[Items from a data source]

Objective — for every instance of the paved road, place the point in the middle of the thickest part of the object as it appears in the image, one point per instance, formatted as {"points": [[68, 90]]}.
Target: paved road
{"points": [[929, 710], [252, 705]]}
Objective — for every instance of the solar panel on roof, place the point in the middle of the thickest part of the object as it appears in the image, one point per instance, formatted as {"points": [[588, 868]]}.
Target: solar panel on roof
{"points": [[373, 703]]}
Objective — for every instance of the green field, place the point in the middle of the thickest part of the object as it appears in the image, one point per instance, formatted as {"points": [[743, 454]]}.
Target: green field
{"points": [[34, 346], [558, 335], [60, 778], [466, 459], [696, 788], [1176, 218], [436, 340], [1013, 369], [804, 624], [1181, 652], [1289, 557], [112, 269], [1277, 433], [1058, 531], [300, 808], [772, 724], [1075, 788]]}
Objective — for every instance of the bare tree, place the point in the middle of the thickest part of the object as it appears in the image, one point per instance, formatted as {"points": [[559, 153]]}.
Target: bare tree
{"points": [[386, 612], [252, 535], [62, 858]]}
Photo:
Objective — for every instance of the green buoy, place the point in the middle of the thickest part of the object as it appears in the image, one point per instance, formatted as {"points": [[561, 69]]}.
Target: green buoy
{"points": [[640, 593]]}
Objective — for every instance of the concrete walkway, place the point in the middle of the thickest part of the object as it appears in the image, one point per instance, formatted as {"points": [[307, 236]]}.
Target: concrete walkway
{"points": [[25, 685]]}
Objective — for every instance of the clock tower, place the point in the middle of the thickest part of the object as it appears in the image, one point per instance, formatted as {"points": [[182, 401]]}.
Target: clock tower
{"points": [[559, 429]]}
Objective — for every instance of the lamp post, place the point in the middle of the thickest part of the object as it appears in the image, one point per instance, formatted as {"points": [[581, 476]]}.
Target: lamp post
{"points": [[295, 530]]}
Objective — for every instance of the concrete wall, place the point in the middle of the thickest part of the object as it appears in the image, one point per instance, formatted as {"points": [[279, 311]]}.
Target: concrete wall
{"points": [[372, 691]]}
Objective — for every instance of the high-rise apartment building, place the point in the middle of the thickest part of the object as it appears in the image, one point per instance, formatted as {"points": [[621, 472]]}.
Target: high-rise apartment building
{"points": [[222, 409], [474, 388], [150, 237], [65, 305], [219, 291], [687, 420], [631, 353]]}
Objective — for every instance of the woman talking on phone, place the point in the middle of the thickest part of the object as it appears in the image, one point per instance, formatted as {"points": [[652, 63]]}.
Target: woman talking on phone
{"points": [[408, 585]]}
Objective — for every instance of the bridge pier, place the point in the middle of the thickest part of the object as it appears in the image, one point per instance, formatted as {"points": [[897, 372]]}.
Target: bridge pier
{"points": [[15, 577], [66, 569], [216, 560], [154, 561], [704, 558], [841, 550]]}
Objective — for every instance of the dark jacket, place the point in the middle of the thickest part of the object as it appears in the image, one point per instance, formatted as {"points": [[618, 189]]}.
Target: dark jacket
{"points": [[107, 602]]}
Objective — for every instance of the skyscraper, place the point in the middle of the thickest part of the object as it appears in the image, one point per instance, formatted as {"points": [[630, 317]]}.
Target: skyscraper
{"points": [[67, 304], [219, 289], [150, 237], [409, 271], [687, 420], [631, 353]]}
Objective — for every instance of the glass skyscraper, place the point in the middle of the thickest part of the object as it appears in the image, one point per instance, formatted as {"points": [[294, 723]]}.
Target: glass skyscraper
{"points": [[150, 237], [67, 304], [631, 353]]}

* _Exercise objective_: Write the lines out exactly, from the one with "Objective — for every instance of the skyscraper, place" down to the last line of the listing, and leave out all others.

* _Correct answer_:
Objective — for every instance of the skyscraper, place the point in the middle of the thickest part of the object as it appears in the image, one point per instance, formatted as {"points": [[630, 317]]}.
Target: skyscraper
{"points": [[67, 304], [219, 289], [150, 237], [409, 271], [687, 420], [631, 353]]}
Objective — for every instance of the glass skyscraper, place the point in the middle of the thickest part of the object as it appears in the image, one point per instance, formatted as {"points": [[294, 723]]}.
Target: glass skyscraper
{"points": [[150, 237], [67, 304], [631, 353]]}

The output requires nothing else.